■ Consigne
Dans l'extrait de page, combien de louis le prétendu frère de la jeune femme propose-t-il ? Répondez en une phrase, s'il vous plaît.

■ Extrait de page
++++++

Philippe Hugon a choisi d’écrire les Mémoires de ce jouisseur. Le livre très bien documenté, écrit dans un style de l’époque est un plaisir pour les amateurs de cette période de notre histoire. Ce texte se déguste. Et je dois vous dire que je lisais peu chaque jour de peur de quitter trop vite la vie de ces personnages hors-normes. Pour vous mettre en appétit, voici un extrait. Jean du Barry rencontre pour la première fois celle qui partagera la vie du Roi.

Dans un coin de la pièce, près d’une fenêtre, une jeune femme très blonde était assise, contemplant d’un œil bleu et distrait le manège des habitués de la maison. On eût dit qu’elle était au Procope plutôt qu’au bordel. Son visage respirait une candeur sans affectation, de celle qui plaide la vertu mais qui plaît tant au vice. En m’approchant, je pus constater que le détail valait largement la vue d’ensemble. À une seule, la nature avait octroyé la grâce qu’elle partage habituellement entre dix autres. Des yeux bleu clair, transparent mais profond, un nez fin et droit, une petite bouche aux lèvres vermillon, un teint d’une blancheur irréprochable, une gorge à perdre son sang-froid : tout était dessiné à la perfection. Un ange tombé du ciel. Je ne croyais pas si bien dire car la Gourdan me prévint qu’on appelait cette beauté Mlle l’Ange. Ça ne s’invente pas. Elle avait dans les vingt ans et était venue escortée d’un loustic qui se présentait comme son frère. Même un aveugle ne les aurait pas crus du même sang. Ce fut d’abord à lui que la Gourdan me présenta. Je compris vite qu’il désirait jouer l’entremetteur des charmes de la belle : je demandai sans détour combien il voulait de sa prétendue sœur. Il campa le surpris, mais comme je le toisais avec insistance, ce misérable maquereau proposa trois louis du bout des lèvres : cet âne ne savait pas quel joyau il bradait.

++++++

■ Données brutes
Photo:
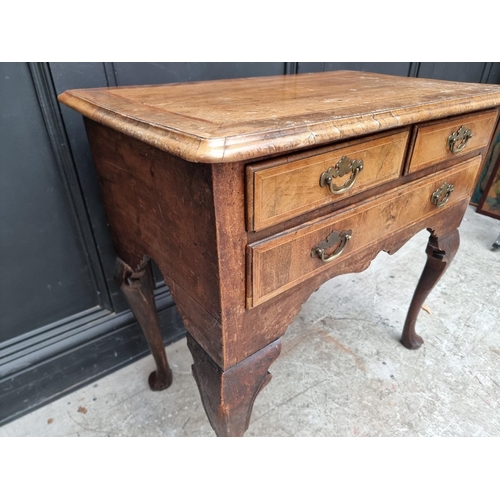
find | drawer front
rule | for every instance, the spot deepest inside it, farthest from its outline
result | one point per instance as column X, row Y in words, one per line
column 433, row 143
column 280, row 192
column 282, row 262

++++++

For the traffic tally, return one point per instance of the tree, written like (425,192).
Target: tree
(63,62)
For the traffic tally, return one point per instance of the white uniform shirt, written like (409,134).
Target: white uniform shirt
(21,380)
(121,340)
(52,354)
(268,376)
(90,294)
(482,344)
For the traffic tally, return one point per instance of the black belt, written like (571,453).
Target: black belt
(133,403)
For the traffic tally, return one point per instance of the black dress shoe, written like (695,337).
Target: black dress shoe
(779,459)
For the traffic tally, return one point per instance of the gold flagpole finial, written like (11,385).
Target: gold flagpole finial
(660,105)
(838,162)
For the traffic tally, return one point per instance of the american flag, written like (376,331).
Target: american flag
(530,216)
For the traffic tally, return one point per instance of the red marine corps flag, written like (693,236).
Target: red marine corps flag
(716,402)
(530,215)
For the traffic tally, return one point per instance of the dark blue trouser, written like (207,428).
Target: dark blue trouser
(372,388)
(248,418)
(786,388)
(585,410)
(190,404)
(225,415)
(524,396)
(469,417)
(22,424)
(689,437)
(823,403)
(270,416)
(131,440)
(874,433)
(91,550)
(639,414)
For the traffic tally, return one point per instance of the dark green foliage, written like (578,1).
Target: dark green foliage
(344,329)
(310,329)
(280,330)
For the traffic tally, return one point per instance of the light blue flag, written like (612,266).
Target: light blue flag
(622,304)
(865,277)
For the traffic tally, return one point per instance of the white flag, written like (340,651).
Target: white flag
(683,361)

++++++

■ Réponse complète
Il propose trois louis.